#### Task details:
The answer must consist only of the lines from the line with "like point(296, 15)." to the line with "like point(169, 19).", both included, exactly as they stand below.

#### Supplied entries:

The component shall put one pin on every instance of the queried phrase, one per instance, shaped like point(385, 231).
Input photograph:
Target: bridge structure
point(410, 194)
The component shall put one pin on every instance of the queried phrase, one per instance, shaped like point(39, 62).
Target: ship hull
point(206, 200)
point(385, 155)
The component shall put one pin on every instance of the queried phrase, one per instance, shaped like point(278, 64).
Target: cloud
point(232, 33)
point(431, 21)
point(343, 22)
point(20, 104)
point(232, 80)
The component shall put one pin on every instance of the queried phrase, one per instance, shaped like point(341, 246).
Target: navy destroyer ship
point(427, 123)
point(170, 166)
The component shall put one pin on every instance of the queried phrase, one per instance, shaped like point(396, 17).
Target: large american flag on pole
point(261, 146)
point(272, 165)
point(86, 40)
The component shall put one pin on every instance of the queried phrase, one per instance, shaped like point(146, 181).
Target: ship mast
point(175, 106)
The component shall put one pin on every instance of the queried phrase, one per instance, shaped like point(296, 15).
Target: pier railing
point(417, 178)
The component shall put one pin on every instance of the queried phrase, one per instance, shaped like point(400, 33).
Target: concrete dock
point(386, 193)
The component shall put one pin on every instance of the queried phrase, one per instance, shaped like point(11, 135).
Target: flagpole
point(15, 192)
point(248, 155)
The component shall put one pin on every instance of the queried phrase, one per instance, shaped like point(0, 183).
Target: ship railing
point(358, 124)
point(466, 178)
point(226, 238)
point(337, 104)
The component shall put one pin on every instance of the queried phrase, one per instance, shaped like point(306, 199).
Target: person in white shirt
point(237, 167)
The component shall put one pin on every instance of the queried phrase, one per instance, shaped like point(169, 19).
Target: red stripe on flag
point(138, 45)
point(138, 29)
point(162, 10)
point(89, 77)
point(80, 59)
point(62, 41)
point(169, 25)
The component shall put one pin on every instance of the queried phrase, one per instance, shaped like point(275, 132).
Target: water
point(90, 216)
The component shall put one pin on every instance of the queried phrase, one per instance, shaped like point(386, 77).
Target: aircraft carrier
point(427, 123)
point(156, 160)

#### Output of the exercise:
The component shall put one pin on every instance of the queried phrase, one per instance, shaped like point(296, 15).
Target: pier railing
point(417, 178)
The component shall put one pin on every instance of the queried phrase, one per instance, shaped like point(400, 33).
Target: concrete dock
point(386, 193)
The component shall put one pin on every instance of the queried phrase, one per instance, shaped like point(11, 135).
Target: flagpole
point(15, 192)
point(248, 155)
The component shall put one pin on every instance of the queried phrase, one per instance, shaped like point(0, 183).
Target: ship railing
point(358, 124)
point(466, 178)
point(226, 238)
point(337, 104)
The component shall put one pin on every instance of the queried phrase, one per instance, shaped like point(306, 199).
Target: person in white shirt
point(237, 167)
The component shall put one pin on every instance of the queried phrase, one per instance, shaped like point(169, 19).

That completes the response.